- **Source document**
Posted on July 24 2017

One challenge to helping your child build relationships is knowing when to step in – and when to stand back and watch. There are delicate steps to the process of building friendships! Children just take it for granted that others will want to be friends with them. But whether or not they are able to retain friends will depend largely on how much we coach them on being a good friend.

Watching toddlers can be a fascinating exercise in observing human interaction. The dynamic changes so much between the ages of 18 months and 5 years old! The rapid changes in their psychological development create so many little transitions in how they want to interact with others and how they want to be treated. It can be hard to keep up with them!

For the most part, very young toddlers seem more inclined to interact with the adult in the room than other children. Even indirect interactions are often made through the adults. While it may be tempting to try and make them play something together, a good tip for parenting toddlers is to go with the flow. Use their dependence on you to your advantage as a way to model cooperative play.

In the early stages, children ages 2 and under love being together in the same room, even if they are not necessarily playing together. They are generally just not socially coordinated enough for it yet. Everything is fine, as long as no one is trying to impede them in whatever games they are playing – a tough feat when more than one toddler is involved! To the 2-year old, the important part of the friendship experience is still getting to do whatever he wants. As long as that is the case, the child has no problem “making friends.” But if someone else wants what he has or interrupts his play, then it’s a different story.

[Excerpts from point annotation data]
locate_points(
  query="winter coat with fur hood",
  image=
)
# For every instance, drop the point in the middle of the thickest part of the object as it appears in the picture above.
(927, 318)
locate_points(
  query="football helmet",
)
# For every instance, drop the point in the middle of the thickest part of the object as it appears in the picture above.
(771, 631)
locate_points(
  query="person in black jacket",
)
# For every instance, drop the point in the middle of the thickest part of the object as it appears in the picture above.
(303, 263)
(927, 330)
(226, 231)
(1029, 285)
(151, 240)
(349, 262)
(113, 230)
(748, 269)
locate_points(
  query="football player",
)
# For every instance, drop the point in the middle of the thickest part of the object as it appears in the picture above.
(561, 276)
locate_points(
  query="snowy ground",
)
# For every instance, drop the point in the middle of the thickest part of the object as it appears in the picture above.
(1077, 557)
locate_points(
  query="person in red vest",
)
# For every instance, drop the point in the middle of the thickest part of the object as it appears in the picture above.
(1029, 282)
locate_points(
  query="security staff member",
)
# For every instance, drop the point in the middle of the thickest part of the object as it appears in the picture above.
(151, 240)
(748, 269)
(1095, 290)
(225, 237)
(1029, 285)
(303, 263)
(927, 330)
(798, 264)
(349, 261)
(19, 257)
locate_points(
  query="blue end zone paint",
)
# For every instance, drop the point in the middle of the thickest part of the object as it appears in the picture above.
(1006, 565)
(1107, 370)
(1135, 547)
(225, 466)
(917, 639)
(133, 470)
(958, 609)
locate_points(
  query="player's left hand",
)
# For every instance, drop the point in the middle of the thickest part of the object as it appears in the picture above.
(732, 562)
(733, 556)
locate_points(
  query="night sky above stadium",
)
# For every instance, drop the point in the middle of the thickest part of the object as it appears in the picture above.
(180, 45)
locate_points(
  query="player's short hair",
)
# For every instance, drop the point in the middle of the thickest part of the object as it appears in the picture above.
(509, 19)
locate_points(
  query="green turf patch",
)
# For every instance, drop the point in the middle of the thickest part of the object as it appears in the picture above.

- **Problem to work on**
Quote each sentence in the article on toddler friendships that ends with an exclamation point.

- **Result of this exercise**
- There are delicate steps to the process of building friendships!
- The dynamic changes so much between the ages of 18 months and 5 years old!
- It can be hard to keep up with them!
- Everything is fine, as long as no one is trying to impede them in whatever games they are playing – a tough feat when more than one toddler is involved!